- [Document extract]:
○ ○ ○
The Second Green Revolution

digital, digital transformation, future, future of work

We might have read of the were savage droughts in the mid-sixties, when Indian agriculture and agricultural reserves could not keep up with our burgeoning population, leading millions to starvation. Some of us would perhaps recall the great humiliation which Indians were subjected to at that time. The then US President Lyndon Johnson offered to send shiploads of cheap rupee-denominated wheat under the Public Law 480 scheme, but then held them back on the shores of India, because Indira Gandhi criticised his Vietnam excesses. As people starved and scrambled around for wheat, and literally lived ‘ship-to-mouth’, Lal Bahadur Shastri called on the nation to fast one day a week. The question in everyone’s mind was that with the world’s second largest farming area (more than the US and Brazil, only lesser than China), how could India bring itself to such a situation? The answer was that we were producing too less food grain; only 12mn tonnes of when the potential was many times more.

Out of this humiliation and crisis was born the First Green Revolution, helmed by visionary scientists like Dr. Norman Borlaug and MS Swaminathan. They promoted increased farming land, developed and used grains hardened against pests, used fertilizers and pesticides, double cropping per year, farmer credit and better irrigation techniques. The results were astounding: foodgrain (primarily wheat) production increased from 12mn tonnes to 17mn in 1967, and then shot up to 100mn tonnes in 1971. A country was saved; a war was won. The uptick continues – this year, despite a poor monsoon, India harvested 252 mn tonnes of food grain.

While this sounds promising, there are dark clouds over Indian agriculture again. Over the years, our GDP has grown by 7.5% annually, but agricultural growth has severely lagged behind at 3%. In another 30 years’ time, India will have 1.5 bn people, with growing incomes, and the demand for foodgrain is expected to almost double to 450 mn tonnes. So, we will need to produce almost twice as much from the existing agricultural land. And, that land itself is under threat – from urbanisation, real estate development and industrialisation; therefore, the expected yield needs to drastically increase.
○ ○ ○
- [Objective a]:
Please extract the part of the Green Revolution text starting with "While this sounds" and going on through "to drastically increase.".
○ ○ ○
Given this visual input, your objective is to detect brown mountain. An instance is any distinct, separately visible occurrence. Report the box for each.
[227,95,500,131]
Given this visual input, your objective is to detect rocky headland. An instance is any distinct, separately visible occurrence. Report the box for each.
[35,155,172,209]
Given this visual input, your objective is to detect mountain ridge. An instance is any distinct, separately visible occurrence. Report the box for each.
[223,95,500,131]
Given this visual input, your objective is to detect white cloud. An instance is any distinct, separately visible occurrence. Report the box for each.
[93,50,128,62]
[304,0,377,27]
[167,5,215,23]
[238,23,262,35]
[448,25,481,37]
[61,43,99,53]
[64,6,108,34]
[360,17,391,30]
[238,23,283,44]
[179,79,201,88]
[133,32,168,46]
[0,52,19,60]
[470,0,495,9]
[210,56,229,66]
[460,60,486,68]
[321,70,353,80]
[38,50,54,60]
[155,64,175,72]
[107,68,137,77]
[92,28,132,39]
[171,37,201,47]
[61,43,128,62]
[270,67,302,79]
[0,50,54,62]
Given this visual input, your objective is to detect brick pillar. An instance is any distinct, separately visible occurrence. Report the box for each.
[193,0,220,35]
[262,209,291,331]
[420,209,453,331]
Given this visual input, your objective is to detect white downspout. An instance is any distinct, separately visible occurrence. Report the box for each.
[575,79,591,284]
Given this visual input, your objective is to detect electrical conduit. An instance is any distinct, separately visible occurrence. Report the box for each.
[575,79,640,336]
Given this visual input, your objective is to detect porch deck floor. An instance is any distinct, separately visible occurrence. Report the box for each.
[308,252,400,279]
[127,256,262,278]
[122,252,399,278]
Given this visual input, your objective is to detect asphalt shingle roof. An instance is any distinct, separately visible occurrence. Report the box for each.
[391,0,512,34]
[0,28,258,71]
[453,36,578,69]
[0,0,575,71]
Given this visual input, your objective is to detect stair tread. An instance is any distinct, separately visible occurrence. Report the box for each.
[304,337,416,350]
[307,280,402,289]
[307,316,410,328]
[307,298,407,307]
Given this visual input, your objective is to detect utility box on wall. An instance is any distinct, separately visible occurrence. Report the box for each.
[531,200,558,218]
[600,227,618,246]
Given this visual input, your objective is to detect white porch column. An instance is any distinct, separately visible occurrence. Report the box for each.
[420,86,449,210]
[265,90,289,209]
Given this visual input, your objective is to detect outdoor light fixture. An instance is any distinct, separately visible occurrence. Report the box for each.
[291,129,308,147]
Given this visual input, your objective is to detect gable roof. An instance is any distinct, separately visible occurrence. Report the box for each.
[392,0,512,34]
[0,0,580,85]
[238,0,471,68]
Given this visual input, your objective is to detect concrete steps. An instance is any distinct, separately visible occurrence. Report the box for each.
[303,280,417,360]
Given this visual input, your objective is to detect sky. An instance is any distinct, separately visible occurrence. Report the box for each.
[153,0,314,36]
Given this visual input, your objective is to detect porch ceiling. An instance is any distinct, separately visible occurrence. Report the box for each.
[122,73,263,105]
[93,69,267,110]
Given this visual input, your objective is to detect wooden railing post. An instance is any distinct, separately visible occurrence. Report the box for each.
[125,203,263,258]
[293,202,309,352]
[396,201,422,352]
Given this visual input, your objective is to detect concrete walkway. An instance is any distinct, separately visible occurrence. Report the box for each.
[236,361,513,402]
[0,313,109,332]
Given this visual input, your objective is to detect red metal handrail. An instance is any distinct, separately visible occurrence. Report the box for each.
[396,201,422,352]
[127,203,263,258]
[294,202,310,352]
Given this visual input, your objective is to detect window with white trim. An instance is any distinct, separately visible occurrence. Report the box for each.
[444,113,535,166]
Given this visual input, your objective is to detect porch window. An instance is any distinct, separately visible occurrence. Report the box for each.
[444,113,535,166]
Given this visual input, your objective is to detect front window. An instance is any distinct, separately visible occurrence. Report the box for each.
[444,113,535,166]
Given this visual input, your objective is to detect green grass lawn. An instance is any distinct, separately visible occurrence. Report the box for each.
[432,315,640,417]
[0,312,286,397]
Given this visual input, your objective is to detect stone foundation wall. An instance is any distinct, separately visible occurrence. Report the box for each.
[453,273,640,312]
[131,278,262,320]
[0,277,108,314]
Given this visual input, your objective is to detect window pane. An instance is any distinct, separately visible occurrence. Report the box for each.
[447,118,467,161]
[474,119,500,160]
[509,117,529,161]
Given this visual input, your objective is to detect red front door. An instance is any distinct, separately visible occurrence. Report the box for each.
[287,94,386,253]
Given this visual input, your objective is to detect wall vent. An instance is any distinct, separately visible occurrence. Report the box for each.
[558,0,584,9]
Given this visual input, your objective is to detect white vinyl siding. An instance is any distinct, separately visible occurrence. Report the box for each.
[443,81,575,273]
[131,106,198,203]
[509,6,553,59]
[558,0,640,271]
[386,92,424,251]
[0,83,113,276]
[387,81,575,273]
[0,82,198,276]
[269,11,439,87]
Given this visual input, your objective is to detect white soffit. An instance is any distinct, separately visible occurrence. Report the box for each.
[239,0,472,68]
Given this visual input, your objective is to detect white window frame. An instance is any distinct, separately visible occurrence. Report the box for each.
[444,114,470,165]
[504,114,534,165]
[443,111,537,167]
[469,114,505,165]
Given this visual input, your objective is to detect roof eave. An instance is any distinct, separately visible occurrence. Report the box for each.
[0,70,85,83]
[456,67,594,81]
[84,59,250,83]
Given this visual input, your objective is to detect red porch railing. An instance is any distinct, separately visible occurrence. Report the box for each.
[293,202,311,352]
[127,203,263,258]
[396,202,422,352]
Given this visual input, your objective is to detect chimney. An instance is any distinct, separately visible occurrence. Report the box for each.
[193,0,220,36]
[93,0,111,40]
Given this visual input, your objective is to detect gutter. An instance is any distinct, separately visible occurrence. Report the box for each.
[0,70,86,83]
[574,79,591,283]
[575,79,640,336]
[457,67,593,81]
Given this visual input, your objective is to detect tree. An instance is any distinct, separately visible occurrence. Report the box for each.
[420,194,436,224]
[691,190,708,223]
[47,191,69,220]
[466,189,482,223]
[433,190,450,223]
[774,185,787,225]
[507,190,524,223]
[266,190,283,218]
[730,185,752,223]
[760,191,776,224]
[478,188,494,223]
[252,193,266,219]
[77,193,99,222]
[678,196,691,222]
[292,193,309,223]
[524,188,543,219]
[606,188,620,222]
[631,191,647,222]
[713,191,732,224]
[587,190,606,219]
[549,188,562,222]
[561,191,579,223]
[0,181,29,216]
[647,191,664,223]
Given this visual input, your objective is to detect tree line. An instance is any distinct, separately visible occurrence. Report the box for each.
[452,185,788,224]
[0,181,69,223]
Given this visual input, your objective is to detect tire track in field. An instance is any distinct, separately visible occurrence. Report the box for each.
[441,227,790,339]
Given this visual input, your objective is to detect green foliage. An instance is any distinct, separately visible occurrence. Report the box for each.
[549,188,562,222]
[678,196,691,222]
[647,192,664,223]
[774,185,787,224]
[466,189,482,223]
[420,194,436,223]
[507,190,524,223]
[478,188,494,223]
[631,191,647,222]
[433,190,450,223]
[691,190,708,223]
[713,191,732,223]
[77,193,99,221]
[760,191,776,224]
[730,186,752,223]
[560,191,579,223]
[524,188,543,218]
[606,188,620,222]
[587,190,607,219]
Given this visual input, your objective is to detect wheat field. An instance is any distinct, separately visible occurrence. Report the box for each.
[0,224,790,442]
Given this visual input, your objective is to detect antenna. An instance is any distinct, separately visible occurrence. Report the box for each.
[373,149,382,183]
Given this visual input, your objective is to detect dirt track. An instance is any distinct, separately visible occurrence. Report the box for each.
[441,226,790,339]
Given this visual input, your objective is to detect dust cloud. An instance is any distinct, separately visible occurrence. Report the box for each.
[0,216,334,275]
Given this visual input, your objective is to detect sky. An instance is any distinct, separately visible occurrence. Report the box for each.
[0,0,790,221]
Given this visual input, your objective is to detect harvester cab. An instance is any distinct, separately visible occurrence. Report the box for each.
○ ○ ○
- [Objective b]:
Copy word for word the lines of the records starting with the line with "Given this visual input, your objective is to detect wooden" and going on through the line with "[294,202,310,352]", both of those lines included, and give nothing else.

- [Worked answer a]:
While this sounds promising, there are dark clouds over Indian agriculture again. Over the years, our GDP has grown by 7.5% annually, but agricultural growth has severely lagged behind at 3%. In another 30 years’ time, India will have 1.5 bn people, with growing incomes, and the demand for foodgrain is expected to almost double to 450 mn tonnes. So, we will need to produce almost twice as much from the existing agricultural land. And, that land itself is under threat – from urbanisation, real estate development and industrialisation; therefore, the expected yield needs to drastically increase.

- [Worked answer b]:
Given this visual input, your objective is to detect wooden railing post. An instance is any distinct, separately visible occurrence. Report the box for each.
[125,203,263,258]
[293,202,309,352]
[396,201,422,352]
Given this visual input, your objective is to detect concrete walkway. An instance is any distinct, separately visible occurrence. Report the box for each.
[236,361,513,402]
[0,313,109,332]
Given this visual input, your objective is to detect red metal handrail. An instance is any distinct, separately visible occurrence. Report the box for each.
[396,201,422,352]
[127,203,263,258]
[294,202,310,352]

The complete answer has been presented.